■ **EXCERPTED PASSAGE**:

------

If you want to see God’s creative power at work in your life and ministry, you need to clear some space in your schedule. What can you automate or delegate to free up blocks of time so you can say “yes” to Spirit-guided study, discovery and dreaming?

When we learn that “yes” and “no” can coexist, we unlock powerful potential.

2. Say “no” when a program has run its course. Many ministries start out with great excitement and engagement from the church body, only to wane in fruitfulness and wear on the pastor.

When the natural life cycle of a program or process reaches the end and we’re left holding all the weight and responsibility, it’s time to say “no.” Sometimes, the most pastoral thing we can do is officiate the funeral for a dead ministry.

3. Say “no” when it’s time for others to say “yes.” Pastors are responsible for encouraging and releasing others into a place of maturity. Just as parents give their children increasing levels of responsibility, we must delegate and release responsibility to well-trained laity. This is not about a church family picking up the slack for a pastor; this is about a church being who God created it to be — many parts of one Body, working together.

------

■ **DATA SEGMENT**:
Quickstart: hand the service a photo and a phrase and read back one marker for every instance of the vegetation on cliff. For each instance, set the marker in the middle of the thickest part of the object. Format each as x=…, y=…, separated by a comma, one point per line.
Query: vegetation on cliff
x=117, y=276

------

■ **TO BE DONE**:
(a) List the activities that the passage on when pastors should say "no" says freed-up time lets you say "yes" to.
(b) Answer these questions using the passage on when pastors should say "no":
(i) What does the passage say we unlock when we learn that "yes" and "no" can coexist?
(ii) What does it say is sometimes the most pastoral thing we can do?
(iii) To whom does it say responsibility must be delegated and released?
(c) Resume the passage on when pastors should say "no" from the point where it stops.

■ **OUTPUTS BY TASK**:
(a)
Spirit-guided study
Spirit-guided discovery
Spirit-guided dreaming

(b)
(i) Powerful potential.
(ii) Officiate the funeral for a dead ministry.
(iii) Well-trained laity.

(c)
The pastor represents one of God’s gifts to the church, but not the gift. We cannot, and should not, be doing everything. Likewise, the members of the local church cannot, and should not, be doing everything.

Perhaps God is calling you and your church into a season of saying “no.” How exciting! Remember, saying “no” is not the opposite of saying “yes.” Saying “no” is the key that opens the door to a better “yes.” Say “yes” to God-inspired creativity, a joyful ministry and life, and a fully utilized and empowered church.